## start
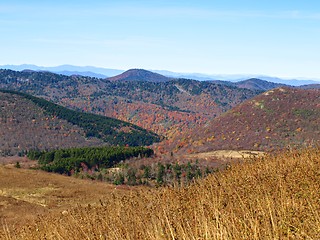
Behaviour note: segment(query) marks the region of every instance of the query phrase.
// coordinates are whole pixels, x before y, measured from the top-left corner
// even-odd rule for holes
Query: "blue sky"
[[[320,1],[0,3],[0,65],[320,78]]]

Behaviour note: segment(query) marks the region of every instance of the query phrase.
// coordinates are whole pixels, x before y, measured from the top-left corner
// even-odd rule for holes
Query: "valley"
[[[0,70],[0,87],[3,239],[319,234],[314,85],[131,69]]]

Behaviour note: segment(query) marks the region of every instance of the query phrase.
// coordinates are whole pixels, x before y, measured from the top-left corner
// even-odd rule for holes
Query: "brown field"
[[[7,162],[16,160],[20,160],[21,165],[30,164],[21,158],[8,158]],[[17,230],[27,223],[35,223],[38,216],[56,216],[75,206],[94,205],[114,191],[121,195],[130,189],[118,190],[110,184],[17,169],[13,165],[0,166],[0,232],[5,226],[11,231]]]
[[[194,153],[189,154],[186,157],[189,159],[245,159],[252,157],[262,156],[262,151],[251,151],[251,150],[217,150],[212,152]]]
[[[319,148],[243,160],[189,187],[0,176],[3,239],[320,239]]]

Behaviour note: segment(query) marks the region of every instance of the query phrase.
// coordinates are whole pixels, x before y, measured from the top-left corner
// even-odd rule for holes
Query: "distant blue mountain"
[[[99,68],[92,66],[73,66],[73,65],[61,65],[56,67],[42,67],[31,64],[22,64],[22,65],[3,65],[0,66],[3,69],[11,69],[15,71],[22,71],[25,69],[34,70],[34,71],[49,71],[64,75],[80,75],[80,76],[89,76],[89,77],[98,77],[98,78],[108,78],[119,75],[125,70],[119,69],[110,69],[110,68]],[[166,70],[151,70],[152,72],[159,73],[166,77],[170,78],[187,78],[194,79],[199,81],[230,81],[230,82],[239,82],[252,78],[265,80],[273,83],[286,84],[291,86],[301,86],[308,84],[319,84],[320,79],[281,79],[277,77],[270,77],[265,75],[239,75],[239,74],[202,74],[202,73],[177,73]]]
[[[22,64],[22,65],[3,65],[0,66],[2,69],[11,69],[15,71],[22,71],[25,69],[34,70],[34,71],[49,71],[58,74],[64,75],[80,75],[80,76],[88,76],[88,77],[99,77],[99,78],[107,78],[111,76],[115,76],[124,72],[124,70],[119,69],[109,69],[109,68],[98,68],[98,67],[79,67],[73,65],[61,65],[57,67],[42,67],[31,64]]]

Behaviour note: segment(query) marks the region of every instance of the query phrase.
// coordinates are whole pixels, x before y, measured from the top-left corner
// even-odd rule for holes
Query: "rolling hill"
[[[266,151],[319,143],[319,90],[278,88],[239,104],[172,146],[179,152]]]
[[[172,78],[144,69],[129,69],[119,75],[108,78],[109,81],[143,81],[143,82],[167,82]]]
[[[28,94],[0,91],[1,155],[30,149],[150,145],[159,137],[140,127],[77,112]]]
[[[205,125],[261,93],[213,82],[108,81],[50,72],[0,70],[0,88],[43,97],[73,109],[117,118],[168,138]]]

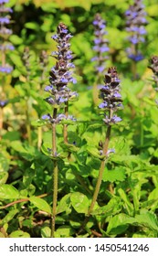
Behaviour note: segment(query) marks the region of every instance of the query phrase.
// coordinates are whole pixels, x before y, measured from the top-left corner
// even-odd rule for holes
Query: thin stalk
[[[37,127],[37,149],[40,151],[42,144],[42,127]]]
[[[0,108],[0,140],[2,139],[2,130],[3,130],[3,123],[4,123],[4,113],[3,108]]]
[[[53,118],[57,118],[57,109],[54,109]],[[57,142],[56,142],[56,123],[52,124],[52,153],[53,156],[57,155]],[[58,168],[57,159],[53,160],[53,207],[51,216],[51,237],[55,237],[55,225],[56,225],[56,211],[58,203]]]
[[[29,120],[29,111],[28,111],[28,103],[26,101],[26,134],[28,138],[28,143],[29,144],[32,144],[32,138],[31,138],[31,126],[30,126],[30,120]]]
[[[111,117],[112,111],[110,112],[109,115]],[[102,155],[106,155],[107,153],[108,153],[108,147],[109,147],[110,137],[111,137],[111,126],[109,125],[108,128],[107,128],[107,132],[106,132],[106,135],[105,135],[105,142],[104,142],[103,149],[102,149]],[[97,184],[96,184],[95,190],[94,190],[94,193],[93,193],[92,201],[91,201],[91,204],[90,204],[90,208],[88,210],[87,217],[86,217],[81,228],[79,229],[79,231],[78,234],[80,234],[81,231],[84,229],[84,228],[85,228],[86,224],[88,223],[89,219],[91,215],[91,212],[94,208],[94,206],[95,206],[95,203],[97,201],[98,195],[99,195],[99,192],[100,192],[100,187],[101,181],[102,181],[102,175],[103,175],[103,172],[104,172],[106,161],[107,161],[106,157],[101,160],[100,172],[99,172],[99,176],[98,176]]]
[[[108,129],[107,129],[107,133],[106,133],[105,143],[104,143],[104,145],[103,145],[103,155],[106,155],[107,152],[108,152],[108,146],[109,146],[110,136],[111,136],[111,126],[109,125]],[[89,211],[88,211],[88,216],[90,216],[90,214],[93,210],[94,205],[97,201],[97,197],[98,197],[98,195],[99,195],[99,192],[100,192],[100,187],[101,181],[102,181],[102,175],[103,175],[103,172],[104,172],[106,160],[107,160],[106,157],[103,160],[101,160],[100,172],[99,172],[99,177],[98,177],[96,187],[95,187],[95,190],[94,190],[92,201],[91,201],[90,207]]]
[[[138,53],[138,45],[132,45],[133,52],[135,55]],[[133,76],[133,80],[137,80],[137,63],[135,60],[132,61],[132,72]]]

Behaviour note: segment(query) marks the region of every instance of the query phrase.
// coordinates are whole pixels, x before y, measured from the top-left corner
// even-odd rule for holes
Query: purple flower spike
[[[51,37],[57,42],[58,49],[52,52],[52,56],[56,59],[56,65],[49,72],[50,84],[45,88],[45,91],[49,93],[49,97],[46,98],[45,101],[53,108],[61,109],[65,108],[68,101],[78,96],[68,87],[69,82],[76,83],[71,71],[71,69],[75,68],[71,62],[73,55],[69,43],[72,36],[68,33],[66,25],[59,23],[57,34]],[[58,123],[62,119],[66,119],[66,116],[58,115],[56,118],[49,118],[48,121],[51,123]]]
[[[8,43],[9,36],[12,34],[12,30],[7,28],[7,25],[10,24],[10,16],[8,13],[12,13],[12,9],[5,6],[6,3],[8,3],[8,0],[0,0],[0,37],[3,38],[0,44],[0,51],[5,56],[5,59],[7,59],[6,52],[15,48],[12,44]],[[4,62],[1,60],[0,72],[5,74],[11,73],[13,68],[5,63],[5,61]]]
[[[129,10],[125,12],[126,16],[126,30],[130,33],[128,37],[132,46],[127,49],[129,59],[137,62],[143,59],[139,50],[140,43],[145,41],[144,35],[146,30],[144,25],[147,24],[146,13],[142,0],[134,0],[134,4],[130,5]]]

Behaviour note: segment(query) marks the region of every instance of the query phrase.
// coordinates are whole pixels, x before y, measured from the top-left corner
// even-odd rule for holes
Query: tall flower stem
[[[77,95],[76,92],[71,91],[70,89],[68,88],[68,82],[75,83],[75,80],[71,76],[72,72],[69,70],[71,68],[74,68],[73,63],[70,62],[70,59],[72,59],[72,52],[69,49],[69,39],[72,36],[68,33],[67,26],[63,23],[59,23],[57,28],[57,34],[52,37],[52,38],[58,43],[58,50],[52,52],[52,56],[56,59],[56,65],[49,72],[50,84],[45,88],[45,91],[49,93],[49,96],[46,98],[45,101],[53,109],[53,114],[47,113],[42,116],[42,119],[51,123],[52,127],[52,149],[50,150],[50,156],[53,158],[54,170],[51,237],[55,237],[55,224],[58,204],[58,155],[57,153],[58,148],[56,141],[56,126],[62,120],[74,120],[73,117],[68,116],[68,100],[76,97]],[[68,143],[67,125],[64,124],[63,130],[64,142]]]
[[[108,129],[107,129],[105,143],[104,143],[104,145],[103,145],[103,155],[106,155],[107,153],[108,153],[108,146],[109,146],[110,137],[111,137],[111,126],[110,125],[110,126],[108,126]],[[90,214],[91,214],[91,212],[94,208],[95,203],[97,201],[97,198],[98,198],[98,195],[99,195],[100,187],[101,181],[102,181],[102,175],[103,175],[103,172],[104,172],[106,161],[107,161],[106,157],[103,160],[101,160],[100,172],[99,172],[99,176],[98,176],[97,184],[96,184],[96,187],[95,187],[92,201],[91,201],[90,207],[88,210],[88,216],[89,217],[90,216]]]
[[[53,118],[57,118],[57,109],[54,109]],[[57,142],[56,142],[56,123],[52,124],[52,153],[55,157],[57,155]],[[52,207],[52,222],[51,222],[51,237],[55,237],[55,224],[56,224],[56,211],[58,203],[58,168],[57,159],[53,160],[53,207]]]
[[[65,102],[64,112],[65,112],[66,118],[68,118],[68,101]],[[64,136],[64,143],[68,144],[68,124],[64,124],[63,136]]]
[[[111,126],[109,125],[108,128],[107,128],[106,136],[105,136],[105,142],[104,142],[103,150],[102,150],[102,153],[103,153],[104,155],[106,155],[108,154],[108,147],[109,147],[109,143],[110,143],[111,131]],[[97,198],[98,198],[98,196],[99,196],[99,193],[100,193],[100,185],[101,185],[101,181],[102,181],[102,176],[103,176],[106,161],[107,161],[106,157],[101,160],[101,164],[100,164],[100,172],[99,172],[99,176],[98,176],[98,180],[97,180],[97,183],[96,183],[95,190],[94,190],[94,193],[93,193],[91,204],[90,204],[90,206],[89,208],[86,219],[85,219],[84,222],[82,223],[82,226],[79,229],[78,234],[80,234],[82,232],[82,230],[84,229],[84,228],[85,228],[86,224],[88,223],[89,219],[90,219],[90,217],[91,215],[91,212],[92,212],[92,210],[94,208],[94,206],[95,206],[95,204],[97,202]]]
[[[2,139],[3,123],[3,108],[0,108],[0,140]]]
[[[100,90],[100,98],[102,99],[103,101],[99,105],[99,108],[104,115],[103,122],[107,125],[105,142],[103,144],[102,150],[100,151],[100,154],[103,156],[103,158],[101,158],[99,176],[94,189],[91,204],[89,208],[87,217],[78,234],[79,234],[84,229],[93,211],[94,206],[96,204],[100,193],[100,188],[102,181],[102,175],[104,172],[109,153],[114,151],[113,149],[109,149],[111,125],[121,121],[120,117],[114,114],[114,112],[118,111],[118,109],[122,108],[121,95],[120,94],[120,80],[118,78],[116,68],[110,68],[108,69],[108,72],[105,74],[104,82],[105,85],[102,86],[102,88]]]

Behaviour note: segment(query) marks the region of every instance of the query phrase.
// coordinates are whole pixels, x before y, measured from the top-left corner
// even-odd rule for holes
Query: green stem
[[[111,136],[111,126],[109,125],[108,129],[107,129],[107,133],[106,133],[105,143],[104,143],[104,145],[103,145],[103,155],[106,155],[107,152],[108,152],[108,146],[109,146],[110,136]],[[103,175],[103,172],[104,172],[106,160],[107,160],[106,157],[103,160],[101,160],[100,172],[99,172],[99,177],[98,177],[96,187],[95,187],[95,190],[94,190],[92,201],[91,201],[90,207],[89,211],[88,211],[88,216],[90,216],[90,214],[93,210],[94,205],[97,201],[97,197],[98,197],[98,195],[99,195],[99,192],[100,192],[100,187],[101,181],[102,181],[102,175]]]
[[[56,211],[58,203],[58,168],[57,160],[54,160],[53,170],[53,208],[51,217],[51,238],[55,237],[55,225],[56,225]]]
[[[53,118],[57,118],[57,109],[54,109]],[[57,142],[56,142],[56,123],[52,124],[52,153],[53,156],[57,156]],[[58,168],[57,159],[53,160],[53,207],[51,215],[51,237],[55,237],[55,225],[56,225],[56,211],[58,203]]]
[[[37,149],[40,151],[42,144],[42,127],[37,128]]]
[[[3,123],[3,108],[0,108],[0,140],[2,139]]]
[[[111,116],[111,114],[112,114],[112,112],[111,112],[110,116]],[[102,155],[106,155],[107,153],[108,153],[108,146],[109,146],[109,143],[110,143],[111,131],[111,126],[109,125],[108,129],[107,129],[107,132],[106,132],[105,142],[104,142],[104,144],[103,144],[103,150],[102,150],[102,152],[103,152]],[[103,172],[104,172],[106,161],[107,161],[106,157],[101,160],[100,172],[99,172],[99,176],[98,176],[97,184],[96,184],[95,190],[94,190],[94,193],[93,193],[92,201],[91,201],[91,204],[90,204],[90,208],[88,210],[87,217],[86,217],[82,226],[80,227],[78,234],[80,234],[81,231],[84,229],[84,228],[85,228],[86,224],[88,223],[89,219],[91,215],[91,212],[94,208],[94,206],[95,206],[95,203],[97,201],[98,195],[99,195],[99,192],[100,192],[100,187],[101,181],[102,181],[102,175],[103,175]]]
[[[29,144],[32,144],[32,139],[31,139],[31,126],[30,126],[30,120],[29,120],[29,111],[28,111],[28,104],[26,102],[26,134],[28,138],[28,143]]]

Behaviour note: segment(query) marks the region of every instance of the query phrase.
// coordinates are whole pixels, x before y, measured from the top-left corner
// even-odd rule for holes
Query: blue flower
[[[4,108],[5,105],[7,105],[7,103],[8,103],[7,100],[5,101],[0,100],[0,108]]]
[[[122,108],[120,79],[116,68],[108,69],[104,82],[105,85],[100,89],[100,98],[103,101],[100,103],[99,109],[104,112],[104,123],[111,125],[121,121],[121,118],[115,114],[118,110]]]

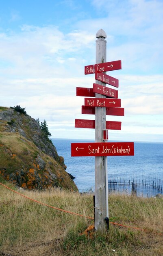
## end
**Task instructions**
Identify every line in the records that contains the string "stem", and copy each of those lines.

**Solution to the exercise**
Query: tall flower stem
Query: green stem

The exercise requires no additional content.